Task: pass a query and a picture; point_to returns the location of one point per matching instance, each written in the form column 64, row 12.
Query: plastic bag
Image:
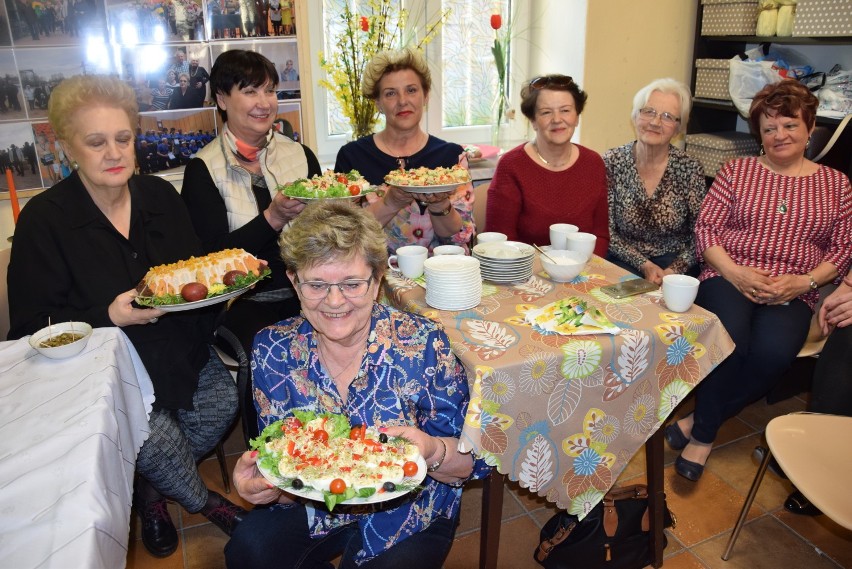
column 747, row 78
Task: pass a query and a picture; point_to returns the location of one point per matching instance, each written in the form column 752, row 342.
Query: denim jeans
column 277, row 537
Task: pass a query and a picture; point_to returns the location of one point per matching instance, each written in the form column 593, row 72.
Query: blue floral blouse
column 409, row 376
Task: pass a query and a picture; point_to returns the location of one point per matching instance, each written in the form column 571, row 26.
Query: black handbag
column 614, row 535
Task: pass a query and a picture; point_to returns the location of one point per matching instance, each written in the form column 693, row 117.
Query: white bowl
column 568, row 264
column 65, row 350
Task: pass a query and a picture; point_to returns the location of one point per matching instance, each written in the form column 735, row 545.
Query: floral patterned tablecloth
column 563, row 415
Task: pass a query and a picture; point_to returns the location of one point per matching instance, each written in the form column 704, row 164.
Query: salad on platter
column 323, row 457
column 329, row 185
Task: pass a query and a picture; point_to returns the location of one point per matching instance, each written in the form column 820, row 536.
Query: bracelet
column 441, row 213
column 437, row 464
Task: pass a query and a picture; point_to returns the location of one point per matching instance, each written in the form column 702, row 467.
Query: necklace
column 782, row 207
column 554, row 165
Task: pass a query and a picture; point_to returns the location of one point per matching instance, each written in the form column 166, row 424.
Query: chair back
column 4, row 293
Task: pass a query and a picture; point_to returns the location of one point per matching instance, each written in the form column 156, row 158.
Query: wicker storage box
column 711, row 78
column 713, row 150
column 729, row 17
column 816, row 18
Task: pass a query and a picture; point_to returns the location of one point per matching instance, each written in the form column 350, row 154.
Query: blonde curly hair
column 85, row 91
column 386, row 62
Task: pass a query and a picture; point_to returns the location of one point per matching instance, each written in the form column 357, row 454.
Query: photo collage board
column 164, row 49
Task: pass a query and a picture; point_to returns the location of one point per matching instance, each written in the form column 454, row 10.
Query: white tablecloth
column 69, row 434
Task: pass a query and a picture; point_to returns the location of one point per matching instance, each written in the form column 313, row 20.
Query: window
column 464, row 76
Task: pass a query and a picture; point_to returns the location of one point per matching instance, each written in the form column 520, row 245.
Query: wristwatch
column 814, row 284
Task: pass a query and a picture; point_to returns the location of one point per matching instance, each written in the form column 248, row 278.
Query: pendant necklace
column 782, row 207
column 554, row 165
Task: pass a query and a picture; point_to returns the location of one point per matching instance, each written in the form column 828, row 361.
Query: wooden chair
column 810, row 449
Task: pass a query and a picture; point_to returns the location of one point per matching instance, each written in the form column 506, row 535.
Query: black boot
column 158, row 532
column 224, row 514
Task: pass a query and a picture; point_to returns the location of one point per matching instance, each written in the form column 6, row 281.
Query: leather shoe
column 675, row 437
column 688, row 469
column 797, row 503
column 224, row 514
column 159, row 535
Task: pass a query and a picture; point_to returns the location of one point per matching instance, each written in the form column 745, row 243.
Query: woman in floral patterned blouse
column 381, row 367
column 655, row 189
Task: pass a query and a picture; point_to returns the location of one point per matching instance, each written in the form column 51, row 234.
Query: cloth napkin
column 570, row 317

TASK REQUIREMENTS: Your task is to output exactly the lines running from the one with "745, row 243." through the final line of the material above, with both ends included.

RESPONSE AREA:
Task: pass a query and a picture; point_to returns the location of one point per matching instance, each written in the form column 745, row 243.
Query: woman in floral patterned blouse
column 381, row 367
column 655, row 189
Task: pass a query and a picture; point_to returns the location of one point per matching instance, each written in the form column 51, row 234.
Query: cloth napkin
column 570, row 317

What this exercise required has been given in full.